### DO THIS
Which of the lines of data below contain the string "drawer"? Show each such line in full, and treat uppercase and lowercase letters as different.

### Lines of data

[Start]

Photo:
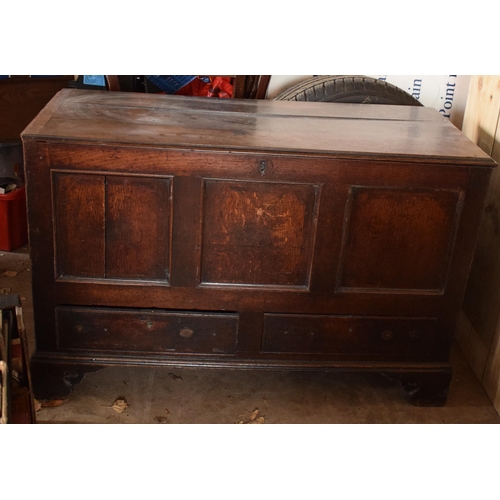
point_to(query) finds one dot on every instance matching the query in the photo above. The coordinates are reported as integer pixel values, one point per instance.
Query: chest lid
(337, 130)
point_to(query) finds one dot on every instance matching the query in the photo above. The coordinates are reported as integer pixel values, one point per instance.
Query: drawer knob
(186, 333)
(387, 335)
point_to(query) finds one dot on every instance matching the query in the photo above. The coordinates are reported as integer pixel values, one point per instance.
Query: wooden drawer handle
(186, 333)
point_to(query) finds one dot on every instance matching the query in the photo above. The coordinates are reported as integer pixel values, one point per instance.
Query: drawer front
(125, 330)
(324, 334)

[End]
[Start]

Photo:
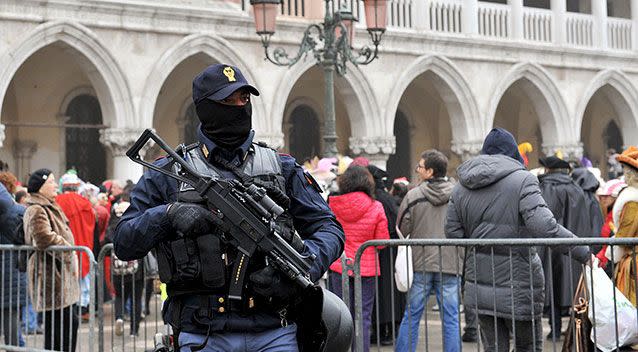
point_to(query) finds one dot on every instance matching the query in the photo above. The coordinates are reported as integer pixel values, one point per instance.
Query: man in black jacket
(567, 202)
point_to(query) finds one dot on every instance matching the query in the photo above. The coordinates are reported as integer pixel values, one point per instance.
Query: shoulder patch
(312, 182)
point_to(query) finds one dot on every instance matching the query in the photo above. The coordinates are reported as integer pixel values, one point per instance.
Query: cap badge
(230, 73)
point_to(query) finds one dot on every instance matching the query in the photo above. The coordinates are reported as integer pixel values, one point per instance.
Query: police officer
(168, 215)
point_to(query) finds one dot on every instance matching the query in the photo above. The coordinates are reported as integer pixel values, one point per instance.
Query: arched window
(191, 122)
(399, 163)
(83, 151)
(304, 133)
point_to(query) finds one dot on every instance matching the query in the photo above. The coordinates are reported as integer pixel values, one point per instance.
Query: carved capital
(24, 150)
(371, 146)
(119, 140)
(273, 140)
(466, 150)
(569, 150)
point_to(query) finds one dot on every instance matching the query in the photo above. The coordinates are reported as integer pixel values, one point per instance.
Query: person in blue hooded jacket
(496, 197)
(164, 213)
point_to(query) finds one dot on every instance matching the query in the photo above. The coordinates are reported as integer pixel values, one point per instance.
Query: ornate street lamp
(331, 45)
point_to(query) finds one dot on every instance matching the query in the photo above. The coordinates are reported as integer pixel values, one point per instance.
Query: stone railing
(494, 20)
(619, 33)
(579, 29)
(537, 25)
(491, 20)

[End]

### COMPLETE ANSWER
Query: drawer knob
Query: wooden drawer handle
Query: drawer front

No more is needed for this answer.